— begin Records for the task —

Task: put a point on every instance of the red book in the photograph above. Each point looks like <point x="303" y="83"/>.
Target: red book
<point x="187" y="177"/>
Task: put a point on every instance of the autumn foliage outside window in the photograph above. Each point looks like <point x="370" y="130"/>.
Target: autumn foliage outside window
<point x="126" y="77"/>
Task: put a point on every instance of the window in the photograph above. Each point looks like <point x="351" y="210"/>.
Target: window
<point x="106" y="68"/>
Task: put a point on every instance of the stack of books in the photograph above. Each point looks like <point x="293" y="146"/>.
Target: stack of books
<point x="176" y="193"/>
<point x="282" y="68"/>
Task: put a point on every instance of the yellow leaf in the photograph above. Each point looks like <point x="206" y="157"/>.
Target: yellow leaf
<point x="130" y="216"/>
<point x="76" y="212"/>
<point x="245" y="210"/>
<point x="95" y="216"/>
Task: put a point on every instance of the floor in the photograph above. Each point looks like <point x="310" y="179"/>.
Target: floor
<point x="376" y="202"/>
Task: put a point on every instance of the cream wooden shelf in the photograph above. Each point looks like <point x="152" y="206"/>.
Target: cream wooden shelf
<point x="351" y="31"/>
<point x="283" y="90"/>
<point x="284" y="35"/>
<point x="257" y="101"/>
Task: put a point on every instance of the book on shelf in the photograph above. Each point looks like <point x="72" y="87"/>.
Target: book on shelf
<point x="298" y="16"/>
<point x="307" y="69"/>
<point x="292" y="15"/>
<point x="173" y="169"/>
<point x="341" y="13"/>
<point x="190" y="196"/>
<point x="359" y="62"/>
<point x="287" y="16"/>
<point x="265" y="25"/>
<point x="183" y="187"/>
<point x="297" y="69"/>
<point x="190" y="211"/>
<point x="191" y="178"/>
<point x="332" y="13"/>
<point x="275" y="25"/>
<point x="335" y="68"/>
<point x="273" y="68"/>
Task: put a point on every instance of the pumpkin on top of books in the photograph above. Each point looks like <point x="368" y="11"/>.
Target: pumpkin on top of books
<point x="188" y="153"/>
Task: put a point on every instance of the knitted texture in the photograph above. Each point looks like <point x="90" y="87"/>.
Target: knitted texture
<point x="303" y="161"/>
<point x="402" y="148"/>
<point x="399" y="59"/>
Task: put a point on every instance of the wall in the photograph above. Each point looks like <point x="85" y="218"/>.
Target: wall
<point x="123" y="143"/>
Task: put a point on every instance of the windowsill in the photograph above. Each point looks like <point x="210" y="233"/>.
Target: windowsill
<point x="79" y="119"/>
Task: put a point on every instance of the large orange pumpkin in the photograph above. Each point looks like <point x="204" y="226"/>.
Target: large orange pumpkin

— end Records for the task —

- _What the task requires_:
Copy the lines above word for word, starting at the line that contains "Task: put a point on every instance of the knitted" and continuing through the last line of the records.

- _Finished task_:
Task: put a point on every instance of the knitted texture in the photograph above. Each point looks like <point x="90" y="87"/>.
Target: knitted texture
<point x="303" y="161"/>
<point x="402" y="148"/>
<point x="399" y="59"/>
Task: put a point on every instance of the wall in the photograph above. Each point looks like <point x="85" y="218"/>.
Target: wall
<point x="123" y="143"/>
Task: put a point on every instance of the windowsill in the photograph above. Each point looks like <point x="210" y="233"/>.
Target: windowsill
<point x="79" y="119"/>
Task: put a point on every instance of the large orange pumpkin in the photograph above. Each point looks like <point x="204" y="226"/>.
Target: large orange pumpkin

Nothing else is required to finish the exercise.